[Work item]
Only the records, exactly as written, belong in the answer; pictures do not.

[Records provided]
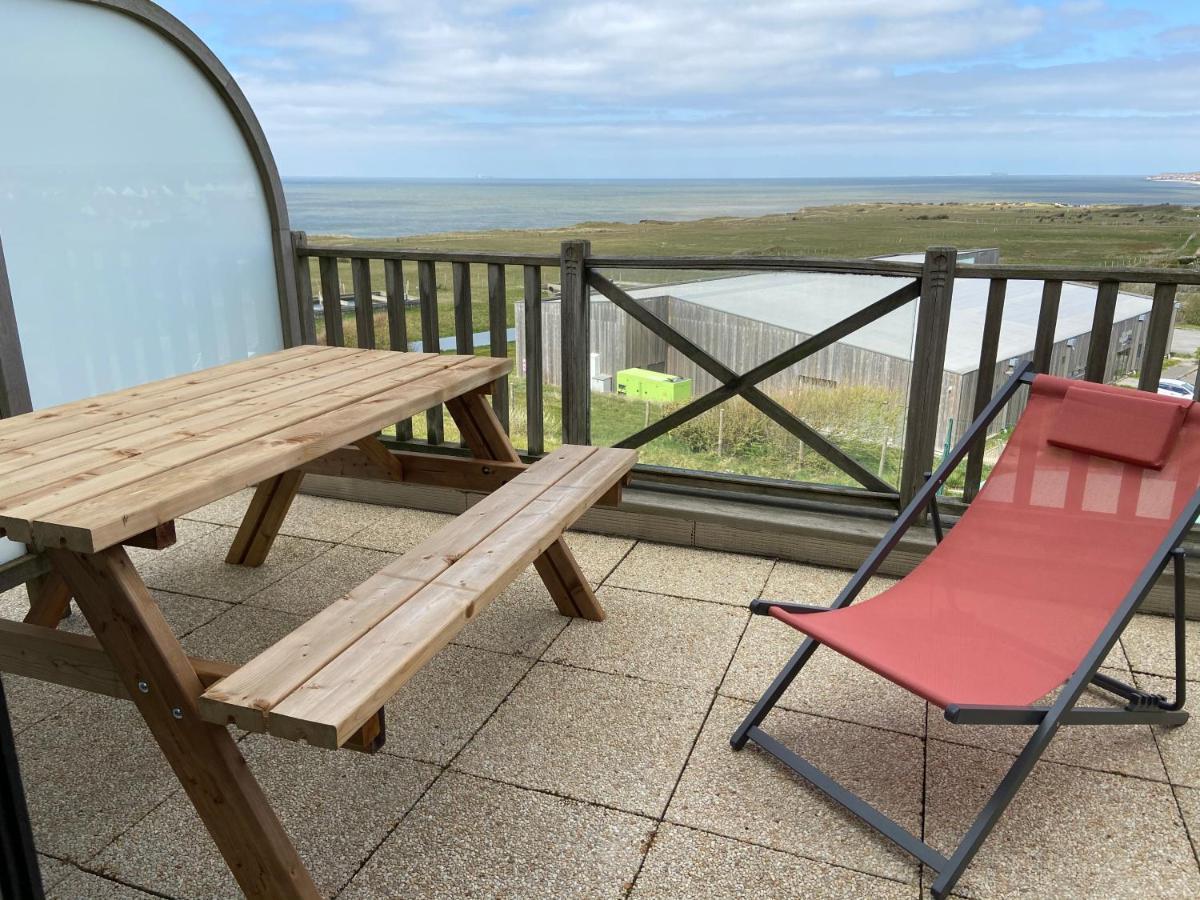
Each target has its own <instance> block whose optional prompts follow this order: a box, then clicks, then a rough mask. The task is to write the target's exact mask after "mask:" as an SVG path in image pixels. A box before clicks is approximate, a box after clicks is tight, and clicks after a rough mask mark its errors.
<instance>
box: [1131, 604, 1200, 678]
mask: <svg viewBox="0 0 1200 900" xmlns="http://www.w3.org/2000/svg"><path fill="white" fill-rule="evenodd" d="M1121 643H1122V646H1123V647H1124V652H1126V655H1127V656H1128V658H1129V665H1130V666H1132V667H1133V671H1134V672H1146V673H1148V674H1158V676H1169V677H1174V676H1175V620H1174V619H1172V618H1170V617H1168V616H1134V617H1133V620H1132V622H1130V623H1129V625H1128V626H1127V628H1126V630H1124V634H1123V635H1122V636H1121ZM1187 650H1188V655H1187V662H1188V673H1189V676H1188V677H1189V678H1200V622H1188V623H1187Z"/></svg>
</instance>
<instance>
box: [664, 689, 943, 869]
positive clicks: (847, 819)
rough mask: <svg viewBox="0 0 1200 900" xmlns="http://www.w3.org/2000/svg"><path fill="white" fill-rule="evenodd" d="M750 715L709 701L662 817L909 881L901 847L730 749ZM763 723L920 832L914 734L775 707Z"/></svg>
mask: <svg viewBox="0 0 1200 900" xmlns="http://www.w3.org/2000/svg"><path fill="white" fill-rule="evenodd" d="M749 712H750V704H749V703H743V702H740V701H736V700H726V698H718V701H716V704H715V706H714V707H713V712H712V714H710V715H709V718H708V721H707V722H706V724H704V730H703V732H701V736H700V740H698V742H697V743H696V749H695V750H694V751H692V755H691V758H690V760H689V761H688V766H686V768H685V769H684V773H683V778H682V779H680V780H679V787H678V790H677V791H676V794H674V798H673V799H672V800H671V806H670V808H668V809H667V812H666V818H667V821H670V822H674V823H677V824H684V826H691V827H694V828H703V829H704V830H709V832H715V833H718V834H722V835H725V836H727V838H736V839H743V840H752V841H755V842H757V844H763V845H766V846H769V847H773V848H775V850H784V851H797V850H800V851H803V853H804V856H805V857H808V858H810V859H818V860H822V862H826V863H833V864H834V865H845V866H853V868H854V869H857V870H859V871H864V872H869V874H871V875H878V876H882V877H887V878H894V880H899V881H905V882H911V883H913V884H916V882H917V864H916V862H913V859H912V858H911V857H908V856H907V854H906V853H904V852H901V851H900V850H898V848H896V847H894V846H893V845H892V844H890V842H889V841H887V840H884V839H883V838H881V836H880V835H878V834H876V833H875V832H874V830H871V829H870V828H868V827H866V826H865V824H863V823H862V822H859V821H858V820H857V818H854V817H853V816H851V815H850V814H848V812H846V811H845V810H842V808H841V806H838V805H836V804H834V803H833V802H832V800H829V799H827V798H826V797H824V794H822V793H820V792H818V791H816V790H815V788H814V787H811V786H810V785H809V784H808V782H805V781H803V780H802V779H799V778H798V776H796V775H793V774H792V772H791V770H790V769H787V768H786V767H785V766H784V764H782V763H780V762H778V761H776V760H775V758H774V757H772V756H769V755H768V754H766V752H764V751H762V750H760V749H758V748H756V746H754V744H748V745H746V749H744V750H742V751H739V752H734V751H733V750H732V749H731V748H730V734H731V733H732V732H733V730H734V727H737V725H738V724H739V722H740V721H742V719H743V718H744V716H745V715H746V713H749ZM766 725H767V730H768V731H769V732H770V733H772V734H773V736H774V737H775V738H776V739H779V740H780V742H781V743H784V744H786V745H787V746H790V748H792V749H793V750H794V751H796V752H798V754H799V755H800V756H804V757H805V758H808V760H809V761H810V762H811V763H814V764H815V766H817V767H818V768H821V769H822V770H824V772H827V773H828V774H829V775H830V776H833V778H835V779H838V780H839V781H841V782H842V784H844V785H846V786H847V787H848V788H851V790H852V791H854V792H856V793H858V794H860V796H862V797H864V798H865V799H866V800H868V802H870V803H872V804H875V805H876V806H878V808H880V809H882V810H883V812H884V814H887V815H889V816H890V817H892V818H894V820H895V821H898V822H900V824H902V826H904V827H906V828H908V829H910V830H912V832H914V833H917V832H919V829H920V809H922V758H923V746H922V742H920V740H919V739H918V738H911V737H906V736H904V734H896V733H895V732H886V731H878V730H876V728H868V727H864V726H862V725H852V724H850V722H840V721H833V720H830V719H818V718H815V716H810V715H803V714H800V713H792V712H788V710H779V709H776V710H775V712H773V713H772V714H770V716H769V718H768V719H767V722H766Z"/></svg>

[Answer box]
Each target has its own <instance> block whose optional prompts follow this order: a box, then clicks, then a rough mask. The task is to write the target's exact mask after "mask:" as an SVG path in image pixels. A box before clicks is approximate, a box after clicks is tight, and clicks after a rough mask mark its errors.
<instance>
box: [1131, 604, 1200, 678]
mask: <svg viewBox="0 0 1200 900" xmlns="http://www.w3.org/2000/svg"><path fill="white" fill-rule="evenodd" d="M1121 643H1122V646H1123V647H1124V652H1126V655H1127V656H1128V658H1129V665H1130V666H1132V667H1133V671H1134V672H1146V673H1148V674H1158V676H1169V677H1174V676H1175V620H1174V619H1172V618H1170V617H1168V616H1134V617H1133V620H1132V622H1130V623H1129V625H1128V626H1127V628H1126V630H1124V634H1123V635H1122V636H1121ZM1187 650H1188V655H1187V662H1188V673H1189V676H1188V677H1189V678H1200V622H1188V623H1187Z"/></svg>
</instance>
<instance>
box: [664, 689, 943, 869]
positive clicks: (847, 819)
rough mask: <svg viewBox="0 0 1200 900" xmlns="http://www.w3.org/2000/svg"><path fill="white" fill-rule="evenodd" d="M750 715L709 701L662 817L909 881L901 847L730 749ZM763 723L920 832L914 734L775 707Z"/></svg>
mask: <svg viewBox="0 0 1200 900" xmlns="http://www.w3.org/2000/svg"><path fill="white" fill-rule="evenodd" d="M749 712H750V704H749V703H743V702H740V701H736V700H726V698H718V701H716V704H715V706H714V707H713V712H712V714H710V715H709V718H708V721H707V722H706V724H704V730H703V732H701V736H700V740H698V742H697V743H696V749H695V750H694V751H692V755H691V758H690V760H689V761H688V766H686V768H685V769H684V773H683V778H682V779H680V780H679V787H678V790H677V791H676V794H674V798H673V799H672V800H671V806H670V808H668V809H667V812H666V818H667V821H670V822H674V823H677V824H684V826H691V827H694V828H703V829H704V830H709V832H715V833H718V834H722V835H725V836H727V838H736V839H743V840H752V841H755V842H757V844H763V845H766V846H769V847H773V848H775V850H784V851H797V850H800V851H803V853H804V856H805V857H808V858H810V859H818V860H822V862H826V863H833V864H834V865H845V866H853V868H854V869H857V870H859V871H864V872H869V874H871V875H878V876H882V877H887V878H894V880H899V881H905V882H911V883H913V884H916V882H917V864H916V862H913V859H912V858H911V857H908V856H907V854H906V853H904V852H901V851H900V850H898V848H896V847H894V846H893V845H892V844H890V842H889V841H887V840H884V839H883V838H881V836H880V835H878V834H876V833H875V832H874V830H871V829H870V828H868V827H866V826H865V824H863V823H862V822H859V821H858V820H857V818H854V817H853V816H851V815H850V814H848V812H846V811H845V810H842V808H841V806H838V805H836V804H834V803H833V802H832V800H829V799H827V798H826V797H824V794H822V793H820V792H818V791H816V790H815V788H814V787H811V786H810V785H809V784H808V782H805V781H803V780H802V779H799V778H798V776H796V775H793V774H792V772H791V770H790V769H787V768H786V767H785V766H784V764H782V763H780V762H778V761H776V760H775V758H774V757H772V756H769V755H768V754H766V752H764V751H762V750H760V749H758V748H756V746H754V744H748V745H746V749H744V750H742V751H739V752H734V751H733V750H732V749H731V748H730V734H731V733H732V732H733V730H734V727H737V725H738V724H739V722H740V721H742V719H743V718H744V716H745V715H746V713H749ZM766 725H767V730H768V731H769V732H770V733H772V734H773V736H774V737H775V738H776V739H779V740H780V742H781V743H784V744H786V745H787V746H790V748H792V749H793V750H794V751H796V752H798V754H799V755H800V756H804V757H805V758H808V760H809V761H810V762H811V763H814V764H815V766H817V767H818V768H821V769H822V770H824V772H827V773H828V774H829V775H830V776H833V778H835V779H838V780H839V781H841V782H842V784H844V785H846V786H847V787H848V788H851V790H852V791H854V792H856V793H858V794H860V796H862V797H864V798H865V799H866V800H868V802H870V803H872V804H875V805H876V806H878V808H880V809H882V810H883V812H884V814H887V815H889V816H890V817H892V818H894V820H895V821H898V822H900V824H902V826H904V827H906V828H908V829H910V830H912V832H914V833H917V832H919V829H920V809H922V758H923V746H922V742H920V740H919V739H918V738H911V737H906V736H904V734H896V733H895V732H886V731H878V730H876V728H868V727H864V726H862V725H852V724H850V722H840V721H833V720H830V719H818V718H815V716H810V715H803V714H800V713H792V712H788V710H779V709H776V710H775V712H773V713H772V714H770V716H769V718H768V719H767V722H766Z"/></svg>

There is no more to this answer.